Written exercise :: Add 98 to every number in the point coordinates from the line holding "Annotation task: mark the wooden" through the end of the data, inclusive, and write out all of those lines again, including the lines without coordinates.

Working data ::
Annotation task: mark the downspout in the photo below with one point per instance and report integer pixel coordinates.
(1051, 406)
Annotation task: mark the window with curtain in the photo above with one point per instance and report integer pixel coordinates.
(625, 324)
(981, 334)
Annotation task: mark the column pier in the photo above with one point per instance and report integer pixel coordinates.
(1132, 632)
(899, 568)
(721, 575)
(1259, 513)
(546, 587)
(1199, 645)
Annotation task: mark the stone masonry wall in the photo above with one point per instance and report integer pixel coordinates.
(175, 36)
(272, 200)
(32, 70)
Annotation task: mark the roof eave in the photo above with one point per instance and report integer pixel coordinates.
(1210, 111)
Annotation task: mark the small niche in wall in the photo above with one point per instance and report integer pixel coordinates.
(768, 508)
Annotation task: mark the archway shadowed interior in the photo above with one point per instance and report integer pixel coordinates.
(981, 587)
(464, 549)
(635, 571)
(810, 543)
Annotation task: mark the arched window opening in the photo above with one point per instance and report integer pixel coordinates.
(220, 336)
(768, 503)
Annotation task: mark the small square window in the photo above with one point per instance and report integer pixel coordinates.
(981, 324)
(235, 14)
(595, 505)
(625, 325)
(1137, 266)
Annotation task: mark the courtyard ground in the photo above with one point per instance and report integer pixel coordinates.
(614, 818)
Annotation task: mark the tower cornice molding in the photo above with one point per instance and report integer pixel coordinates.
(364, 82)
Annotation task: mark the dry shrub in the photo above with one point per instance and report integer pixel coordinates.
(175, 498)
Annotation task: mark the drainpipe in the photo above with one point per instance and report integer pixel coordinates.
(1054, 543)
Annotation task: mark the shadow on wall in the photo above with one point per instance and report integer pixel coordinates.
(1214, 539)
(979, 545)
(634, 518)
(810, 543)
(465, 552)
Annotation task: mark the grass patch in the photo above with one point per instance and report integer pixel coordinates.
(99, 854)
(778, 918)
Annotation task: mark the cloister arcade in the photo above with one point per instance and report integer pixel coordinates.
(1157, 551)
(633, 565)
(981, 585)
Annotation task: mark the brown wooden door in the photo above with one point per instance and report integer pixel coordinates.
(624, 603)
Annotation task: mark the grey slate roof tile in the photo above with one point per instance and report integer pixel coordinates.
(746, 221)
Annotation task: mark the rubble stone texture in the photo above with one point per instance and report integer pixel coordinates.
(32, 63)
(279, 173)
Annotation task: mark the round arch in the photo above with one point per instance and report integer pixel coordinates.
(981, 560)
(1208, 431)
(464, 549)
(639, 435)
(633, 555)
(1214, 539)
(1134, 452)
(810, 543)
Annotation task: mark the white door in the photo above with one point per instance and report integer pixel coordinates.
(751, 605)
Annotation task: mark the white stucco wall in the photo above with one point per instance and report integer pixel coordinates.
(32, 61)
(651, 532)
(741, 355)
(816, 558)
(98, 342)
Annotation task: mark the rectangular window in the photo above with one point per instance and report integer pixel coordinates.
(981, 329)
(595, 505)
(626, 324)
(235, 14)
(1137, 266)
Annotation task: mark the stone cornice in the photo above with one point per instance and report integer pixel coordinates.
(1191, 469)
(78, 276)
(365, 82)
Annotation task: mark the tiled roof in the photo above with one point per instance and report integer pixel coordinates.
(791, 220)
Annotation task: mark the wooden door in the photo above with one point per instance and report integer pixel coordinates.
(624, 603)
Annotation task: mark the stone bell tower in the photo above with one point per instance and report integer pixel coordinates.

Response to the exercise ::
Annotation task: mark the wooden door in the photo above with one point per instance and report integer pixel coordinates.
(722, 701)
Annotation task: mark the stone bell tower in the photo above with one point per instance and report integer pixel coordinates.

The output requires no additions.